++++ Vorliegender Text

Christian Bunnenberg und Nils Steffen präsentieren mit dem Band „Geschichte auf YouTube“ ein aktuelles Panorama der Erforschung, aber auch der Arbeit mit und der Erstellung von geschichtlichen Inhalten auf dem Videoportal YouTube. Die 14 von den Herausgebern versammelten Beiträge widmen sich dabei insbesondere dem Phänomen der Erklärvideos mit geschichtlichen Inhalten und werden von einer Einleitung und einem Ausblick der Herausgeber flankiert.

Die erste Sektion versammelt unter dem Zuschnitt „Kontexte“ drei Beiträge: Cord Arendes skizziert Entwicklungslinien vom Kinder- und Bildungsfernsehen der 1970er Jahre bis zu aktuellen Erklärvideos und definiert einführend den zentralen Untersuchungsgegenstand des Buches. Hier wäre es sicherlich weiterführend, moderne und hybride Erklärformate (etwa die „Chexperimente“ des KiKa), die ebenso im Fernsehen wie auf YouTube präsent sind, miteinzubeziehen, um medienspezifische Merkmale einerseits und Neuerungen im Bildungsbereich andererseits zu fokussieren. Nils Steffen argumentiert in seinem Beitrag, Erklärvideos vor allem als performative Historiografie wahrzunehmen, bei der die YouTuber_innen nicht nur die Rolle von Historiker_innen annehmen, sondern sie gleichzeitig über die Art und Weise ihrer Inszenierung „performen“. Er arbeitet so heraus, dass die auf YouTube zugänglichen Erklärvideos nicht länger als Geschichtsvermittlung, sondern eher als Geschichtsdarstellung und -aneignung verstanden werden müssen (S. 63). Judith Uebing stellt in ihrem Beitrag eine überzeugende und belastbare Methodik zur Analyse von Erklärvideos mit geschichtlichen Inhalten vor, die sie anhand des Kanals „musstewissen Geschichte“ exemplarisch demonstriert und für interessierte Forschende als kurzgefasstes Fragenraster im Anhang des Beitrags bereitstellt.

++++++++
++++ Gegebene Einträge

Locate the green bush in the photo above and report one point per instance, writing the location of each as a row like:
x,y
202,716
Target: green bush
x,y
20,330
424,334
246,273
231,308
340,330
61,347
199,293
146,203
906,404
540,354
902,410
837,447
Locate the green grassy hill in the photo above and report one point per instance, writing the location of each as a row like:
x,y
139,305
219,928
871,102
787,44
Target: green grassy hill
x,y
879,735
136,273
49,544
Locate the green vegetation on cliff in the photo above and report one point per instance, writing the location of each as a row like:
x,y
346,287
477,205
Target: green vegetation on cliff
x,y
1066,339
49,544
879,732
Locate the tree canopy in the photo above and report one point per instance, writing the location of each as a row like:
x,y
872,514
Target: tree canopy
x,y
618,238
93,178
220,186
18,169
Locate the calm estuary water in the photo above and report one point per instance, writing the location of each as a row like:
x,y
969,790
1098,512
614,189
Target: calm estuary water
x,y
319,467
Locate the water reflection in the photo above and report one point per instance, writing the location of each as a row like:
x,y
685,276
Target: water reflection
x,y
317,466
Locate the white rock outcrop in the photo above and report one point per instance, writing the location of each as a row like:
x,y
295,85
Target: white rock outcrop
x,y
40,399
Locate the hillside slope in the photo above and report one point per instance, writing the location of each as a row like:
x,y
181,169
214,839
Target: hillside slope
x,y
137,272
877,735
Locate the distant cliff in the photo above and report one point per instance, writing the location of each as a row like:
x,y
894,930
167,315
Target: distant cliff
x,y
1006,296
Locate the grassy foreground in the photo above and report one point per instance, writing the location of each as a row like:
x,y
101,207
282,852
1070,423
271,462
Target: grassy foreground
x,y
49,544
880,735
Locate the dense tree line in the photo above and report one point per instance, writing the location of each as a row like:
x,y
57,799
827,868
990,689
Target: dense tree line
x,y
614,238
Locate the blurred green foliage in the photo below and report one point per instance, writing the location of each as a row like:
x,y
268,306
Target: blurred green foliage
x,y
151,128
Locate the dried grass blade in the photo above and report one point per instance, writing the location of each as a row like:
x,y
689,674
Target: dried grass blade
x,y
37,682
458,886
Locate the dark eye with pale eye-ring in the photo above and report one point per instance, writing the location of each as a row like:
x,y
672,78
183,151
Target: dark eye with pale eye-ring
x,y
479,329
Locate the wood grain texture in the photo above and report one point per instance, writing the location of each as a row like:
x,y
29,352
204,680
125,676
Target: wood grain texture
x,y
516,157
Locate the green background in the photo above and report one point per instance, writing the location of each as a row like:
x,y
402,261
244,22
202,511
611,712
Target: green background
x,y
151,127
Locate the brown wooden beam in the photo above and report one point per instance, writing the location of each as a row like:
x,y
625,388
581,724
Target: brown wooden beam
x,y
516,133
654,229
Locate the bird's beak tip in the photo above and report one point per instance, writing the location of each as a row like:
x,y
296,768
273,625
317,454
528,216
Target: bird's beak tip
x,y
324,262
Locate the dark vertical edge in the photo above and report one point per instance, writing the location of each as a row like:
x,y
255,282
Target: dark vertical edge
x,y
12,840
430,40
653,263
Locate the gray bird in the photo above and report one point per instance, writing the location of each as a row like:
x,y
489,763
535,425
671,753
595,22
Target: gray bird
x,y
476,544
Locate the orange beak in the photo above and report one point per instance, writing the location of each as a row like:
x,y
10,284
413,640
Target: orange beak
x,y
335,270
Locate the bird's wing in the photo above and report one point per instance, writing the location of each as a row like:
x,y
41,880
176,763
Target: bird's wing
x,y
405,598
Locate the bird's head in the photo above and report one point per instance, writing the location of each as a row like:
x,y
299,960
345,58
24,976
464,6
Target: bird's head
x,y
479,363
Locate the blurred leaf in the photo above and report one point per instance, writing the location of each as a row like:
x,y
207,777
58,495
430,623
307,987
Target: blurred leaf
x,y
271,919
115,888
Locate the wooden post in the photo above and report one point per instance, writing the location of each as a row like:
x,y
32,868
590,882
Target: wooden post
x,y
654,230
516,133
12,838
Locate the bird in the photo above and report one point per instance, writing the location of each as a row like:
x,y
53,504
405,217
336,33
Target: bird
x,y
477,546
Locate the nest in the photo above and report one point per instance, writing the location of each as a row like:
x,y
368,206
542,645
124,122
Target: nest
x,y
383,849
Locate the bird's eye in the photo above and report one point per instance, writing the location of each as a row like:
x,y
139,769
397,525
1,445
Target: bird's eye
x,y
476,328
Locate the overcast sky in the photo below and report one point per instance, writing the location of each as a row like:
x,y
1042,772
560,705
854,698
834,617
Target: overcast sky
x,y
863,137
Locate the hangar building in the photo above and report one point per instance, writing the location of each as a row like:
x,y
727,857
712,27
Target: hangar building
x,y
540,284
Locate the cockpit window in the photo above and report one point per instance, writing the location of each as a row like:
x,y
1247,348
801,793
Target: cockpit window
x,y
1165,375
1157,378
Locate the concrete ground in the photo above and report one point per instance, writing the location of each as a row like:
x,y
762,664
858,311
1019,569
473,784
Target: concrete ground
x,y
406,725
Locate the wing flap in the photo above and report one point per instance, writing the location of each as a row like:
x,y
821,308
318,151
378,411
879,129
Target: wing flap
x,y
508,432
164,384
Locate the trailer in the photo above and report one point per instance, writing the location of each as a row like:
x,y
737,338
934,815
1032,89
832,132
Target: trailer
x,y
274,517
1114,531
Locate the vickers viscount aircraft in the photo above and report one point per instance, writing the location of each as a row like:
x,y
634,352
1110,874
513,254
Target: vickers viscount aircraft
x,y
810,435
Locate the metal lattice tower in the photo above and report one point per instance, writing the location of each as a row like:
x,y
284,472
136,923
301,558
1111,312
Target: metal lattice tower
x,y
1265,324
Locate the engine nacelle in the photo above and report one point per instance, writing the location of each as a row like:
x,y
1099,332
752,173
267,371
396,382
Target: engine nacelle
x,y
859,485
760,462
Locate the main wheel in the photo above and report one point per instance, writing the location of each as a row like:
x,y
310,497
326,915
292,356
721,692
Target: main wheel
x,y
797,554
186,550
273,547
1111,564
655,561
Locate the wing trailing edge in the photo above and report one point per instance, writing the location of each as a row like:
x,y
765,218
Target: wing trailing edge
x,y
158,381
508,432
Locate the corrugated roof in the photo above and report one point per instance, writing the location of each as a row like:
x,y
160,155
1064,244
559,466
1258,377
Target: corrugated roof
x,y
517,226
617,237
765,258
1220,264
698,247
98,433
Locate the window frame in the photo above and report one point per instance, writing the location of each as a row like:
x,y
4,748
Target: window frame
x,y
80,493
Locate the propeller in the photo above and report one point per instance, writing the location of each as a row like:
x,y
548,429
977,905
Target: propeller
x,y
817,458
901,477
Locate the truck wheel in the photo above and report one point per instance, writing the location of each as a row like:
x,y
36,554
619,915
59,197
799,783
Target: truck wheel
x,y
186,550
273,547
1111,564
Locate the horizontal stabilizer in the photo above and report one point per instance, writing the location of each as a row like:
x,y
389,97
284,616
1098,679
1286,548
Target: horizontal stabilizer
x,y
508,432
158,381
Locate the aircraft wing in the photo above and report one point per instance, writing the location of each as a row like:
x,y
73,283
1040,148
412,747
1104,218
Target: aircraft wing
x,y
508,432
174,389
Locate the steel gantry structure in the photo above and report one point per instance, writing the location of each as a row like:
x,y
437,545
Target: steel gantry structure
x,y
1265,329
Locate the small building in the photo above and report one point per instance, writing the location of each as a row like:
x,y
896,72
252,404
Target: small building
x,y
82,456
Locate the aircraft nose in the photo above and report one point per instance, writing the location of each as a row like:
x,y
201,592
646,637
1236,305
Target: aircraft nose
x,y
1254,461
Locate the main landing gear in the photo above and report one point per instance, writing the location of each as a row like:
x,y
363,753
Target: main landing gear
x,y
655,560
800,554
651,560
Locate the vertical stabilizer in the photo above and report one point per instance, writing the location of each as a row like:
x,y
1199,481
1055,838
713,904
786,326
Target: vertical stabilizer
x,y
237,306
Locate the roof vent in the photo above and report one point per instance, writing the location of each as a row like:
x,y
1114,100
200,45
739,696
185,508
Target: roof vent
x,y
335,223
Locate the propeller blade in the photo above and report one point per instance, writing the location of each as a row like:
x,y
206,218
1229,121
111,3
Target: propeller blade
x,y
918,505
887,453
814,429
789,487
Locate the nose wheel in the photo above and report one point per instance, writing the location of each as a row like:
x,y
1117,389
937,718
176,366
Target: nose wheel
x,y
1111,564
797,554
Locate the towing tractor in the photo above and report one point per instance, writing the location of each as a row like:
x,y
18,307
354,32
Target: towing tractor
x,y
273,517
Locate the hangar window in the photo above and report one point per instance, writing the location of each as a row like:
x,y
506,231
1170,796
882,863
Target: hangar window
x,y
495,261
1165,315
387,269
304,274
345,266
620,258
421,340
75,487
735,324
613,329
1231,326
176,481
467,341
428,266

++++++++

> [Aufgaben]
1) Gib die Einträge wörtlich wieder: Beginne bei der Zeile, die „Locate the hangar window“ enthält, und höre erst mit dem letzten Eintrag auf.
2) Setze den Text über Geschichte auf YouTube dort fort, wo er endet.

> [Lösungen]
1)
Locate the hangar window in the photo above and report one point per instance, writing the location of each as a row like:
x,y
506,231
1170,796
882,863
Target: hangar window
x,y
495,261
1165,315
387,269
304,274
345,266
620,258
421,340
75,487
735,324
613,329
1231,326
176,481
467,341
428,266

2)
Die zweite Sektion „Narrativität und Authentizität“ wird von Hannes Burkhardts Beitrag zur DDR-Geschichte auf YouTube eingeleitet. Auch er präsentiert exemplarisch eine Analysemethode, die es erlaubt, das Verhältnis von Zeitzeug_innen und Repräsentant_innen der Geschichtswissenschaft einerseits zu untersuchen und andererseits die präsentierte Geschichte auf ihre Funktion in der Gegenwart zu fokussieren. Christian Bunnenberg stellt in seinem Beitrag die Methode des Digital Storytelling anhand des partizipativen Projektes „Stuttgart neu erzählt – Pulsierende Stadtgeschichten“ vor, welches er selbst mit umgesetzt hat. Benjamin Roers hingegen widmet sich dem Phänomen „MrWissen2go“ und untersucht die Authentifizierungsstrategien, die in den Angeboten des Kanals zu finden sind. Die überzeugende These, dass sich im vorliegenden Fall der „Presenter“, der die Geschichtswissenschaft präsentiert, als Zeitzeuge inszeniert oder zumindest als solcher gelesen werden kann, erscheint der Rezensentin besonders fruchtbar für weitere Forschungen zur Inszenierung von Geschichte auf YouTube. Weiterführend ist es hier sicherlich hilfreich, die im Text formulierte Objektauthentizität noch deutlicher mit Methoden wissenschaftlichen Arbeitens anzureichern – oder sich zugunsten der Betonung inszenatorischer Autorisierung von dieser zu lösen.

Die dritte Sektion „Produktion und Praxis“ lässt nun zwei Praktiker zu Wort kommen: Mirko Drotschmann aka „MrWissen2go“ (in Form eines Interviews) und Florian Wittig als „Creator“ des YouTube-Kanals „The Great War“. Beides sind wichtige Beiträge zum Verständnis der Produktionsbedingungen und des Selbstverständnisses der Akteur_innen im Netz. Sie helfen, Medienlogiken, wie etwa die von Wittig skizzierte Produktionsregel „Pics or it didn’t happen“ (S. 182), herauszuarbeiten. In beiden Beiträgen zeigt sich zudem deutlich das Spannungsfeld von Markenrepräsentation und Reflexion, indem aktive Praktiker_innen agieren, wenn sie sich am wissenschaftlichen Diskurs beteiligen.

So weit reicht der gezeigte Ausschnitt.